PROVIDED TEXT:
The details were included in a list of evidence prosecutors intend to use during a September trial of nine Oath Keepers charged with seditious conspiracy. Authorities also said they found a “death list” with the names of Georgia election officials that members of the group believe hijacked the vote in that state on behalf of President Biden.

Tuesday’s hearings will likely build on testimony provided by the previous hearing’s star witness, former White House aide Cassidy Hutchinson, and will feature recorded testimony from former White House counsel Pasquale “Pat” Cipollone, who spent eight hours behind closed doors with members of the committee on Friday.

Ms. Hutchinson did not allege any collaboration between the Oath Keepers, Proud Boys, and the White House in her testimony, but she painted a picture of indifference to reports of such groups and the havoc they might wreak.

“I recall hearing the word Oath Keeper and hearing the word Proud Boys closer to the planning of the January 6th rally when Mr. Giuliani would be around,” she told the committee in taped testimony. 

Once the White House was made aware of the “potential for violence,” the White House Chief of Staff, Mark Meadows, “did not act on those concerns,” Ms. Hutchinson said.

Mr. Cipollone, she told the committee, had privately expressed concern about January 6, calling a presidential trip to the Capitol “a terrible idea.”

In a statement, Timothy Mulvey, a spokesman for the January 6 committee, said Mr. Cipollone provided “highly relevant new information” in his “critical testimony on nearly every major topic in its investigation” during his testimony Friday.

Mr. Cipollone’s testimony is sealed until a committee vote. He will not testify live on Tuesday, but recorded and transcribed excerpts from his Friday testimony could be featured following the vote. 

Live witnesses and testimony have not yet been announced.

Another member of the committee, Representative Adam Kinzinger, an Illinois Republican, said in an appearance on ABC’s “This Week” on Sunday that the Thursday evening hearing will focus on Mr. Trump’s activities on the day. It will be the second primetime hearing held by the committee.

TASKS AND EXERCISES:
• 1. Duplicate the passage from the January 6 hearings article, beginning at the words "Mr. Cipollone, she" and stopping after "following the vote.".
• 2. Finish out the next part of the article on the January 6 committee hearings, picking up after its final sentence.

DATA:
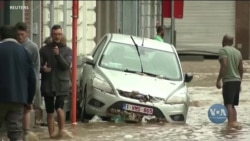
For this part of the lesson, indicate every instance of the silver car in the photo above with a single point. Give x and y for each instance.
(134, 78)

ANSWER SET:
• 1.
Mr. Cipollone, she told the committee, had privately expressed concern about January 6, calling a presidential trip to the Capitol “a terrible idea.”

In a statement, Timothy Mulvey, a spokesman for the January 6 committee, said Mr. Cipollone provided “highly relevant new information” in his “critical testimony on nearly every major topic in its investigation” during his testimony Friday.

Mr. Cipollone’s testimony is sealed until a committee vote. He will not testify live on Tuesday, but recorded and transcribed excerpts from his Friday testimony could be featured following the vote.

• 2.
“We want to show the American people what was the president doing during that time,” Mr. Kinzinger said. “The rest of the country knew that there was an insurrection. The president obviously had to have known there was an insurrection. So where was he? What was he doing? It’s a very important hearing. Pay attention. Because I think it goes to the heart of what is the oath of a leader.”

Committee members also expect former Trump advisor Stephen Bannon to testify before the committee in the coming weeks. Mr. Trump has reportedly waived his executive privilege, and Mr. Bannon’s lawyer has been in communication with the committee.

Mr. Bannon’s lawyer told the January 6 Committee chairman, Bennie Thompson, a Democrat from Mississippi, in a letter late Saturday that his client would like to testify in light of Mr. Trump’s waiver. He noted that Mr. Bannon would prefer to testify in a public hearing — like Ms. Hutchinson, rather than in private like Mr. Cipollone. 

“Mr. Bannon has not had a change of posture or of heart,” his lawyer, Robert Costello. “While Mr. Bannon has been steadfast in his convictions, circumstances have now changed… Mr. Bannon is willing to, and indeed prefers, to testify at your public hearing.” 

Mr. Bannon’s testimony would add to the grand tally of more than 1,000 persons to whom the committee had spoken to, according to Representative Jamie Raskin.